*GIVEN TEXT:*

Underwriters Labs pays the guys in white lab coats you see on TV commercials who build a robot arm to open and close a refrigerator door 38 billion times in two weeks. All guys, mind you—you never see women in the commercials. These are the men who send cars hurtling into concrete walls at 90 miles an hour to see what will happen to the dummies inside.
I’ve often dreamed about working for one of those companies that blow up buildings so that they collapse into their own basements.
Oddly enough, their research has conclusively proven over and over again that the dummies (surprise!) get demolished. But for some reason, they still find it necessary to crash an average of 10 cars a week.
Don’t tell me it’s all about safety and research—these guys are having the time of their lives. I’m not sure why Underwriters Labs even bothers to pay them; most men would probably work there for free. I know I would.
I’ve often dreamed about working for Underwriters Laboratories. I’ve also dreamed about working for one of those companies that blow up buildings so that they collapse into their own basements (c’mon—you have, too, haven’t you? Let’s see a show of hands, guys … I knew it!).
My favorite destructive fantasy, though, involves working for one of the big auto manufacturers. Their research departments have teams that secretly buy competitors’ cars. Then they completely disassemble the cars and mount all the parts on sheets of plywood, which they hang in a warehouse.
You must understand, though—when I say they disassemble a car, I’m talking a level of disassembly rarely seen on this earth. If a butcher rendered a cow the way these guys take on a car, he would need 17 square acres of countertop. Every single part in the car is broken down completely: The door locks are taken apart into piles of tiny springs and wafers. The engine is transformed into a heap of pistons, rings, bolts, bushings, springs, valves and bearings. The starter motor is unwound to see how much wire is in the armatures.
Every hook, pin, screw, nut, bolt, gear, spring, bushing, staple, clip, clamp, strap and wire in the car is unfastened, until the engineers have thousands of parts to catalogue and mount on the boards. They even unstitch all the upholstery, separate glued-together pieces, and cut all the welds apart until they have the original pieces of metal that make up the body and frame.

*STORED DATA:*

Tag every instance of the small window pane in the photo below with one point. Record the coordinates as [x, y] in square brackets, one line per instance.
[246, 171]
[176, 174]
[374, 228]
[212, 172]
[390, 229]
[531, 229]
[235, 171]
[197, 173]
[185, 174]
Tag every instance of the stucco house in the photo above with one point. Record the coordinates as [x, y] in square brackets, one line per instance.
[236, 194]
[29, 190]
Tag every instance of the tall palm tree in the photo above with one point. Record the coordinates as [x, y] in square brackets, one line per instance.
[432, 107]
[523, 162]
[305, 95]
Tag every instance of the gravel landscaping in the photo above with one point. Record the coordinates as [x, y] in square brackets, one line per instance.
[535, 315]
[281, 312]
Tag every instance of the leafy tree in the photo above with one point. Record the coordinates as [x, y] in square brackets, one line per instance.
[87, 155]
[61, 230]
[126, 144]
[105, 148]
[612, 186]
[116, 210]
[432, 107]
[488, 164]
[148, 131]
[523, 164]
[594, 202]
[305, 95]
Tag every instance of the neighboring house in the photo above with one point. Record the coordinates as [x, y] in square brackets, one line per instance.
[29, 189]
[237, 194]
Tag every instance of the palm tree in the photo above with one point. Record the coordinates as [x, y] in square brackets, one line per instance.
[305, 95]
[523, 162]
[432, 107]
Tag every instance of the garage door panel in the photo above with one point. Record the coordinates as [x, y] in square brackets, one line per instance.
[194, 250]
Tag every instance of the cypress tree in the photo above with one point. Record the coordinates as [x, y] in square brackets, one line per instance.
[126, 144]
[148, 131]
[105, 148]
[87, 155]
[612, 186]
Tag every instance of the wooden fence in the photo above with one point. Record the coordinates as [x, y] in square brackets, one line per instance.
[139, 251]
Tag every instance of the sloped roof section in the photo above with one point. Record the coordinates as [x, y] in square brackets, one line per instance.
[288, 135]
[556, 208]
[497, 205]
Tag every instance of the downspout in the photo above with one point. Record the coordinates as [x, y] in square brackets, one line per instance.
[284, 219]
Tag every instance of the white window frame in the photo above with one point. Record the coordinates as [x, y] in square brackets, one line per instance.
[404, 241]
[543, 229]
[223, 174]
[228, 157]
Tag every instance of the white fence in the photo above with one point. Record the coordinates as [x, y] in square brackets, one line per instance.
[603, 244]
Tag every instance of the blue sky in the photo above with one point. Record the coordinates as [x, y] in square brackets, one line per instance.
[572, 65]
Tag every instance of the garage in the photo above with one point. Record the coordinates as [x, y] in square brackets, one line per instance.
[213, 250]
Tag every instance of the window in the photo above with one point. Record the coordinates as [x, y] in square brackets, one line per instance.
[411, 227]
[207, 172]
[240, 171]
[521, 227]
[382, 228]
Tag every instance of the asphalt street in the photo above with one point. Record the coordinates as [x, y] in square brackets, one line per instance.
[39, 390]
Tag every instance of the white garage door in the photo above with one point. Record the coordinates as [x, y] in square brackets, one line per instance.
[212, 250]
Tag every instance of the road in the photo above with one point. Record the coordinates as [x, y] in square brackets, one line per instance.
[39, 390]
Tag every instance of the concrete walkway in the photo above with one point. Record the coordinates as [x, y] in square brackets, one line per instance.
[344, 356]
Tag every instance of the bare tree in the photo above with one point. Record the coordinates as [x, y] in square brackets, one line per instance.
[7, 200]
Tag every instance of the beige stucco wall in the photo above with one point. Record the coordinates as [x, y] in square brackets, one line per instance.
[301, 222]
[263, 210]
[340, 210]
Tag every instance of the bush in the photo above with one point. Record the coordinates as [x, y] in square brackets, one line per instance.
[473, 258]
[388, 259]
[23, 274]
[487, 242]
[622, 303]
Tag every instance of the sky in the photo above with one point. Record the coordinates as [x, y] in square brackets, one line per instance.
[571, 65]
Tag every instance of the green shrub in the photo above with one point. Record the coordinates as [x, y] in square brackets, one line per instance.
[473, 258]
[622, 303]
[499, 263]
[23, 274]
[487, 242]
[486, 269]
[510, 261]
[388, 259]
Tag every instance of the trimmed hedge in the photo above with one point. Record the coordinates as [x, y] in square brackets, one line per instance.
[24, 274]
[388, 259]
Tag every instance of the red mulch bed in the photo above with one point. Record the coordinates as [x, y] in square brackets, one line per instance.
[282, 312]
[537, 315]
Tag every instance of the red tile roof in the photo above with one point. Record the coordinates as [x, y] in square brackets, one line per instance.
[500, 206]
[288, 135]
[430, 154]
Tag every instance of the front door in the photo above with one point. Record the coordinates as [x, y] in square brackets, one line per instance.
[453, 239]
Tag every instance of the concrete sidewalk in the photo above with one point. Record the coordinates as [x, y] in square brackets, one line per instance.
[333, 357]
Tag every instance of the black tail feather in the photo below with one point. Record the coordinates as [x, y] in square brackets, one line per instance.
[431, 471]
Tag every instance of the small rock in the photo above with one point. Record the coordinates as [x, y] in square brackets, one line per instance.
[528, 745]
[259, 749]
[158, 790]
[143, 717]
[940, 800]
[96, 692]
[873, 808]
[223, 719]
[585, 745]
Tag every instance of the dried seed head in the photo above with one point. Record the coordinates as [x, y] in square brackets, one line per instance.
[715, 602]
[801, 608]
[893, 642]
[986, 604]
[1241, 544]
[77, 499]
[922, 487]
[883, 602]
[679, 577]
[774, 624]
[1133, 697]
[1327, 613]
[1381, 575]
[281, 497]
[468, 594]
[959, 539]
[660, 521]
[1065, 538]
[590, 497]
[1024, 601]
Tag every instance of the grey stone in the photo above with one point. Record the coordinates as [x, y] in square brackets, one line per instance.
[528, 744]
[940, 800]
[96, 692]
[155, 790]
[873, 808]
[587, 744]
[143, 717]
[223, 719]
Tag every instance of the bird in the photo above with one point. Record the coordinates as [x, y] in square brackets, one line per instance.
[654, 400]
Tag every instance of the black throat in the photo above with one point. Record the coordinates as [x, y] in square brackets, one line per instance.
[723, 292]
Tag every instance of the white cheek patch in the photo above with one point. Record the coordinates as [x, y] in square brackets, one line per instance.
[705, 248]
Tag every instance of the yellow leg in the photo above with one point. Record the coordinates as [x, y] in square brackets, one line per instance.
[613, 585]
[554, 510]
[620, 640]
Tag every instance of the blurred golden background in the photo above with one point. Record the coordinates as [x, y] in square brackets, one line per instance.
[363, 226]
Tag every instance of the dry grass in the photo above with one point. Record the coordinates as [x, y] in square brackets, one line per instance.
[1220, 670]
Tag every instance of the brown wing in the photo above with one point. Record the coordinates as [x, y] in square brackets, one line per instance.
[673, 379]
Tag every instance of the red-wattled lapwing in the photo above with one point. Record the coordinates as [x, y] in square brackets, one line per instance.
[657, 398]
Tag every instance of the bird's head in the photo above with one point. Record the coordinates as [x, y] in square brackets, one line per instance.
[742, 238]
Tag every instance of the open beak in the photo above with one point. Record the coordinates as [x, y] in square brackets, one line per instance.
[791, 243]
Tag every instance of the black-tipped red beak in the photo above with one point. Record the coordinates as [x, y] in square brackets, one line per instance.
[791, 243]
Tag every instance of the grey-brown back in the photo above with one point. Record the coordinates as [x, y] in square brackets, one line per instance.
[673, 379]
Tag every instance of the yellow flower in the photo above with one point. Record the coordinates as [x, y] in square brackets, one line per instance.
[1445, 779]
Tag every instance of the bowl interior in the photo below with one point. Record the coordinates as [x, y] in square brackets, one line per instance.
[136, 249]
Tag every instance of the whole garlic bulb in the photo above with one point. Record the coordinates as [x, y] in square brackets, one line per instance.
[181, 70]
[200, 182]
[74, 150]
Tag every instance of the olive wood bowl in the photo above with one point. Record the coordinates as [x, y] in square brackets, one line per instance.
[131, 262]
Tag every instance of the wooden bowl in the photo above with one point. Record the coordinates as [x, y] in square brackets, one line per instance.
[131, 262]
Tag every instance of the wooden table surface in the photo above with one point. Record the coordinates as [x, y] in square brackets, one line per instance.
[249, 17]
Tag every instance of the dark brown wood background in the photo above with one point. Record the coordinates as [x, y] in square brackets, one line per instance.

*ACTIONS TO TAKE:*
[1] Answer these questions about the essay on destructive jobs:
(a) At what speed are cars sent into concrete walls?
(b) On average, how many cars are crashed each week?
(c) What do the research teams mount the car parts on?
[2] In the essay on destructive jobs, rewrite the part that opens with the words containing "I’ve often dreamed about working for Underwriters" and closes with "I knew it!).", putting "foundations" in place of "basements".

*OUTPUTS IN ORDER:*
[1]
(a) 90 miles an hour
(b) 10
(c) Sheets of plywood

[2]
I’ve often dreamed about working for Underwriters Laboratories. I’ve also dreamed about working for one of those companies that blow up buildings so that they collapse into their own foundations (c’mon—you have, too, haven’t you? Let’s see a show of hands, guys … I knew it!).